_DIRECTIONS FOR THIS TASK_
Work through the records that follow and return each line containing the word "present".

_PROVIDED DATA_
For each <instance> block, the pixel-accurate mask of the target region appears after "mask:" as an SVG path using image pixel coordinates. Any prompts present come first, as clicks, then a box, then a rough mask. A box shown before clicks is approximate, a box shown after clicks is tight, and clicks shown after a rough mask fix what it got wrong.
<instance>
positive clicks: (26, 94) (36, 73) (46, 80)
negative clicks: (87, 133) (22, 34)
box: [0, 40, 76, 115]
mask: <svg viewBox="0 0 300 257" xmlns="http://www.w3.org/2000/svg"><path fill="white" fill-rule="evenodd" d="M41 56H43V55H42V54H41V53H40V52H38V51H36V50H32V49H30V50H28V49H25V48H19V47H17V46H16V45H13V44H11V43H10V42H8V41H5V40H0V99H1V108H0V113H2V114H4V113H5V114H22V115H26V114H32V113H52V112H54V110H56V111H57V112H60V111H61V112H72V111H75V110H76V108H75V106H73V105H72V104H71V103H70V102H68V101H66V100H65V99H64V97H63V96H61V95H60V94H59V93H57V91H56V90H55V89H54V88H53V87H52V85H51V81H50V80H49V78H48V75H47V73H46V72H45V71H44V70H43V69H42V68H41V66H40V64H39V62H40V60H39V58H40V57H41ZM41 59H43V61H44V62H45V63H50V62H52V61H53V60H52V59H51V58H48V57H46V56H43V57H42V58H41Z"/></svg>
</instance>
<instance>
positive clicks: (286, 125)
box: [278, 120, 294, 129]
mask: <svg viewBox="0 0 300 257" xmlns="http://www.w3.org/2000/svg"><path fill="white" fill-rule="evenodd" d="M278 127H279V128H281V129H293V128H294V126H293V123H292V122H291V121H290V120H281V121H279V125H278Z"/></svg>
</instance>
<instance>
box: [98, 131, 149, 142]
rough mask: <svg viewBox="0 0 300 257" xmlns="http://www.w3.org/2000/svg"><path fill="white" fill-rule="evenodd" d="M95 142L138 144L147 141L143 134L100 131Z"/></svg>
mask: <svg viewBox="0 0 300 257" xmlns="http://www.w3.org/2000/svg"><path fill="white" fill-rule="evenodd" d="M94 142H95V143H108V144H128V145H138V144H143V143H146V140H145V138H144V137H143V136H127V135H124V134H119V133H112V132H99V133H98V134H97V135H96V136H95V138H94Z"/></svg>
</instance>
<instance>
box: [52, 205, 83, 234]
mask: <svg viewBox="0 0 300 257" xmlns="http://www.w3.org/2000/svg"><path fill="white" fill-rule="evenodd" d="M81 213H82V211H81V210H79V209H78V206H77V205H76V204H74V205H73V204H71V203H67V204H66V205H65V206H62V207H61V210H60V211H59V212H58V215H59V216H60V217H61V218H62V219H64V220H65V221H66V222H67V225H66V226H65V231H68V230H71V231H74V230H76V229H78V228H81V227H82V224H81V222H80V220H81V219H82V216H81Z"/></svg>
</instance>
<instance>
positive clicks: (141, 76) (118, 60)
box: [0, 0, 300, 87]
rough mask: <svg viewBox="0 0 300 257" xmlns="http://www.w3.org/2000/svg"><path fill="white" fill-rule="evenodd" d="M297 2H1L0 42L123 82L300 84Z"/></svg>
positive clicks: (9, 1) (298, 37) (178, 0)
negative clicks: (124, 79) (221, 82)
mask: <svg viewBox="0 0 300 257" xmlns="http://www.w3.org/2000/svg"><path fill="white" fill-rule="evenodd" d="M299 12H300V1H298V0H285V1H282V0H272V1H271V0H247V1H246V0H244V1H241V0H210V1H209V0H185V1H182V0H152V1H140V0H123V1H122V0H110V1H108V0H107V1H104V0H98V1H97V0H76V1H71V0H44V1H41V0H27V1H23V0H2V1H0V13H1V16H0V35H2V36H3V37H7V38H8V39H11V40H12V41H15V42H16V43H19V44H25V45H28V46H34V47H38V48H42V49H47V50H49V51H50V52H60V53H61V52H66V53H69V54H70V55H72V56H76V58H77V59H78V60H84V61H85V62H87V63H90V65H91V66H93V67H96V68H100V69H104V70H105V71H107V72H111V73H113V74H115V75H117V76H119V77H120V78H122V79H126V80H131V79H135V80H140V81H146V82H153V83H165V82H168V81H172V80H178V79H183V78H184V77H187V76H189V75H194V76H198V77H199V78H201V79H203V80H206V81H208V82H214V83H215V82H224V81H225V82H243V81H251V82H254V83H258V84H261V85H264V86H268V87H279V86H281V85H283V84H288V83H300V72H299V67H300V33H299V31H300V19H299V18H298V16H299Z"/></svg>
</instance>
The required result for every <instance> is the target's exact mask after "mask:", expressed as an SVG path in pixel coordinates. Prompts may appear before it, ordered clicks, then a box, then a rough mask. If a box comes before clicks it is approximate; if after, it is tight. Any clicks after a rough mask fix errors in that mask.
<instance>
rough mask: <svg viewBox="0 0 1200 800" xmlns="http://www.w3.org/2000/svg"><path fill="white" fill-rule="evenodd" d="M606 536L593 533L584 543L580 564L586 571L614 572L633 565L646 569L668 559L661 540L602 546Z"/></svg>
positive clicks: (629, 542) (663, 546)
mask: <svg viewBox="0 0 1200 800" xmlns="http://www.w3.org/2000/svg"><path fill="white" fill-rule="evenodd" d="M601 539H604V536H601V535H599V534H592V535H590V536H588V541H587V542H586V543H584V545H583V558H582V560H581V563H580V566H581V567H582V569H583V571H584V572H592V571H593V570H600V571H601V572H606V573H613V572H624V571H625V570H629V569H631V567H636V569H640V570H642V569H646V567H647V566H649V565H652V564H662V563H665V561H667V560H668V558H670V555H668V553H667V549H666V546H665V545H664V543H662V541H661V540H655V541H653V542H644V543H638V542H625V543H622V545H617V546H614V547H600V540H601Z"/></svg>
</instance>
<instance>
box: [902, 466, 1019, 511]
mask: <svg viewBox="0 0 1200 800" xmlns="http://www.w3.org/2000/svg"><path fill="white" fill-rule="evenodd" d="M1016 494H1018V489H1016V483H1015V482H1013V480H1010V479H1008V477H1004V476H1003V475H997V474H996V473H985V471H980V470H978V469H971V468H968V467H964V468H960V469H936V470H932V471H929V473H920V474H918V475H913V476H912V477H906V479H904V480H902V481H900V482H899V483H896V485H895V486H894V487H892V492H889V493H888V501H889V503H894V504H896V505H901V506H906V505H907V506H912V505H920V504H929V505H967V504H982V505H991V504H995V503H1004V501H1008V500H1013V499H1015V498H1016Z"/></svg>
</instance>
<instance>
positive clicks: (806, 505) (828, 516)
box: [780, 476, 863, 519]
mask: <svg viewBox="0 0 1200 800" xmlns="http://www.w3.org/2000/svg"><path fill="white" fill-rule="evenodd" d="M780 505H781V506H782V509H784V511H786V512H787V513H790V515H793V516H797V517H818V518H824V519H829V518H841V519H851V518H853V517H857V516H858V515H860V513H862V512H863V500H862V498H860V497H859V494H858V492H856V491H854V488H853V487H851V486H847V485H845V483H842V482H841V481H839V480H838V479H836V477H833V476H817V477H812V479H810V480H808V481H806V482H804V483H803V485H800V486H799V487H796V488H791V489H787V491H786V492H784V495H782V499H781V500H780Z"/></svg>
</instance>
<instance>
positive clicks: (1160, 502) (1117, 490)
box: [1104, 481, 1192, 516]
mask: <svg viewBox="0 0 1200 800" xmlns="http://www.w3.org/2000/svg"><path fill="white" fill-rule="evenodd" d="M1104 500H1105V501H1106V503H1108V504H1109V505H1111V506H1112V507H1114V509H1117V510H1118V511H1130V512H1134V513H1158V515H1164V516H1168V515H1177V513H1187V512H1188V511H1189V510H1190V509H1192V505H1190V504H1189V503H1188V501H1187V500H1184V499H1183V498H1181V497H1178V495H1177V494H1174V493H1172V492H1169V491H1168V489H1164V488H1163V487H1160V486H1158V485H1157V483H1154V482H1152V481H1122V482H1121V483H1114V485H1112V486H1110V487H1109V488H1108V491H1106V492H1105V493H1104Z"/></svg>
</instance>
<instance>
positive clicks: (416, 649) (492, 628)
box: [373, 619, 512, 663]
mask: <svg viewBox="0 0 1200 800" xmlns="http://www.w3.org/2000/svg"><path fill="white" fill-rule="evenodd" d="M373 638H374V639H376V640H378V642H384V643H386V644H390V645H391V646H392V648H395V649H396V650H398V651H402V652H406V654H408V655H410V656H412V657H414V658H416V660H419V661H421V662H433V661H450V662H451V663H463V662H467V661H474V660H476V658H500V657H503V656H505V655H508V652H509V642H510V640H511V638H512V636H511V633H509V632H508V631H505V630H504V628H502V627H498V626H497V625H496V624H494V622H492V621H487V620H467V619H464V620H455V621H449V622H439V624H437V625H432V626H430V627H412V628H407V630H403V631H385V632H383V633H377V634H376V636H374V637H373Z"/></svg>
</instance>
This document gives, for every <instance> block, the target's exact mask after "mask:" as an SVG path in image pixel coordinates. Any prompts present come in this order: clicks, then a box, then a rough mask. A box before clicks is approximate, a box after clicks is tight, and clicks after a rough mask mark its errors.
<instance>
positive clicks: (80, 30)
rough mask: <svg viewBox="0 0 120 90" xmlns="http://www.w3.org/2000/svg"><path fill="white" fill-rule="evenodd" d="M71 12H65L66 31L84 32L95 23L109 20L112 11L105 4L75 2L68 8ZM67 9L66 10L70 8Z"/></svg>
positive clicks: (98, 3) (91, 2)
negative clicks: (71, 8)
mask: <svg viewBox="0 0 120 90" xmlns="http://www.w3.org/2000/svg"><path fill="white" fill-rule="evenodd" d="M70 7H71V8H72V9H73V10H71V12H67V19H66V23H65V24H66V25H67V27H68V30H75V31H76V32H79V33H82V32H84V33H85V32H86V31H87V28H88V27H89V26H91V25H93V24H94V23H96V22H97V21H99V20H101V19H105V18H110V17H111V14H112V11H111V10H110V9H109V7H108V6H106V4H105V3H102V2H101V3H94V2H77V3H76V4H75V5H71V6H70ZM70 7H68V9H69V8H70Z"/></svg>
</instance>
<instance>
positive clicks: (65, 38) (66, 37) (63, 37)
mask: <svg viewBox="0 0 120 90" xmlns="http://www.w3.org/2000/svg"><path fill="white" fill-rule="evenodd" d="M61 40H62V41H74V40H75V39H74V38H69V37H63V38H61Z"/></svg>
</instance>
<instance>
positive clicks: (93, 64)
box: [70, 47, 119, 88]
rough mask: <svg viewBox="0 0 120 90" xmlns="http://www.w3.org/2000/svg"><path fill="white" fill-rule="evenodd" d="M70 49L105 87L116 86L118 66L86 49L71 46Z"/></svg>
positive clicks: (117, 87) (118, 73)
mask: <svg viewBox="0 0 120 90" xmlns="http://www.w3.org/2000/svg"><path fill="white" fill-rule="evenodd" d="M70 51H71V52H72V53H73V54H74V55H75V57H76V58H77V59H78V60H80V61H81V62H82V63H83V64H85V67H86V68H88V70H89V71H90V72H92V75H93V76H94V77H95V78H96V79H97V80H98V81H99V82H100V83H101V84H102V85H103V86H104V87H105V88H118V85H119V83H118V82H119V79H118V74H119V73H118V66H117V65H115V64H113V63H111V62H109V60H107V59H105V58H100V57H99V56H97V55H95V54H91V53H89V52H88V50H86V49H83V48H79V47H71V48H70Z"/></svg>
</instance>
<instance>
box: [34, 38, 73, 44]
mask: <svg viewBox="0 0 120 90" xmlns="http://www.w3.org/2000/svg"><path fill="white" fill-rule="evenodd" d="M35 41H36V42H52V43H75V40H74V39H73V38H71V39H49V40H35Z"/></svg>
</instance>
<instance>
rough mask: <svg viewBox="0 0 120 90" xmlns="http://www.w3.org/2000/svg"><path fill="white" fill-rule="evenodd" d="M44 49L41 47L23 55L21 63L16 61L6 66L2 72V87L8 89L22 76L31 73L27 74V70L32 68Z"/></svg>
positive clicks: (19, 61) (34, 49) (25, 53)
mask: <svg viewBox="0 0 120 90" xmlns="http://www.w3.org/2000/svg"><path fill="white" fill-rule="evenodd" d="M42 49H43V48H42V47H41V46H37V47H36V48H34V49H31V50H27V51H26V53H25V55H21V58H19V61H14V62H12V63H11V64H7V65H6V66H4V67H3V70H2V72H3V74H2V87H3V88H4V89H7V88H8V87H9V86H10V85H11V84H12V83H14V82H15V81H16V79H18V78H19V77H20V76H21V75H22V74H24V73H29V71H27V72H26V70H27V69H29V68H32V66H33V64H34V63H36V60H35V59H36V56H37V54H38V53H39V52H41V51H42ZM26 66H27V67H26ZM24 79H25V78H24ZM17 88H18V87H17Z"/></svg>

_SOLUTION TO THIS PROBLEM_
For each <instance> block, the pixel-accurate mask of the target region appears after "mask:" as an SVG path using image pixel coordinates. Any prompts present come first, as clicks, then a box, then a rough mask. A box shown before clicks is approximate, a box shown after clicks is tight, and clicks shown after a rough mask fix what it got wrong.
This document gives, for every <instance> block, the target's exact mask after "mask:" as an SVG path in image pixel coordinates. Any prompts present come in this order: clicks, then a box, then a rough mask. A box before clicks is approximate, a box after clicks is tight, and clicks after a rough mask mark its errors.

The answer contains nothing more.